**EXERCISE INPUT:**
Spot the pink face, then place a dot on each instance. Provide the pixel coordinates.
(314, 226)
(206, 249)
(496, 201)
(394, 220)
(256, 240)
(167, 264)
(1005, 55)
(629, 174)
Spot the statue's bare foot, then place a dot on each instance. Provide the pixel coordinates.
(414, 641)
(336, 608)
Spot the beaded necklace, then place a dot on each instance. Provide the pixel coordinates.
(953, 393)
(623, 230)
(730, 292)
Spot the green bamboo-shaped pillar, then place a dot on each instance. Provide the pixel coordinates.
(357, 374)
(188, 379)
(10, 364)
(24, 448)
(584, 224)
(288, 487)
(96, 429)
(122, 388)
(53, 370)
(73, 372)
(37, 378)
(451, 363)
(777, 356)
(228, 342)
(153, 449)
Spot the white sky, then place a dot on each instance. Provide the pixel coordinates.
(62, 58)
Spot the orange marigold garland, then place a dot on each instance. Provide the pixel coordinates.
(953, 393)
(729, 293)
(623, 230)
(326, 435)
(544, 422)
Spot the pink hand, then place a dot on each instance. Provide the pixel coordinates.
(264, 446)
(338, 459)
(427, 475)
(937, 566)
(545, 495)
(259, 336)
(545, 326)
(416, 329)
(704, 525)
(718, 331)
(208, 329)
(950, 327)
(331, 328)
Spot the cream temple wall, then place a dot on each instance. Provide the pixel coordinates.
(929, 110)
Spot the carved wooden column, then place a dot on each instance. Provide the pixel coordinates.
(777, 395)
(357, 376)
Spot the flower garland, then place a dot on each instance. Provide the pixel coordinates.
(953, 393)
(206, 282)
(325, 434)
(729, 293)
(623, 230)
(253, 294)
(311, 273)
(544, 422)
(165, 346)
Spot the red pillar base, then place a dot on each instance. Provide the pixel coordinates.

**WHAT IS REQUIRED:** Output all of the data again. Match it exactly.

**TASK RESPONSE:**
Spot the pink face, then place a dot on each instance. Provide the pixel coordinates.
(314, 226)
(206, 249)
(496, 201)
(394, 220)
(256, 240)
(167, 264)
(1005, 55)
(629, 174)
Spot the statue's bare foot, then place a dot on each instance. Provide the pixel coordinates.
(414, 641)
(336, 608)
Spot the beaded necklace, then place a dot on each instance. Provide the pixel coordinates.
(953, 393)
(623, 230)
(730, 292)
Spot the green bamboo-shaped pillar, then place a dot on each instance. Provide the pixel coordinates.
(357, 374)
(188, 379)
(10, 364)
(24, 448)
(584, 224)
(288, 487)
(96, 429)
(122, 388)
(53, 370)
(73, 372)
(37, 378)
(451, 363)
(777, 356)
(228, 342)
(153, 449)
Spot the white sky, then place a dot on each instance. Provide the pixel coordinates.
(62, 58)
Spot the orange marigold garland, then place a dot on each instance. Provide the pixel coordinates.
(953, 393)
(729, 293)
(623, 230)
(326, 435)
(544, 422)
Spot the pink hand, then place a dot on each instance. Provide the pixel coordinates.
(264, 446)
(338, 459)
(427, 475)
(937, 566)
(545, 495)
(259, 336)
(545, 326)
(416, 329)
(704, 525)
(718, 331)
(208, 329)
(950, 327)
(331, 328)
Spot the cream temple wall, then place a dot on each instance. Provide the pixel coordinates.
(929, 110)
Spot the carved wooden column, then place a dot on each instance. Provide the pixel coordinates.
(777, 395)
(357, 376)
Spot the flower garland, then place a dot on each instance. Provide the pixel coordinates.
(953, 393)
(206, 282)
(325, 434)
(729, 293)
(623, 230)
(253, 294)
(311, 273)
(544, 422)
(165, 346)
Spot the red pillar base, then place a dot on each instance. Provide the pixel coordinates.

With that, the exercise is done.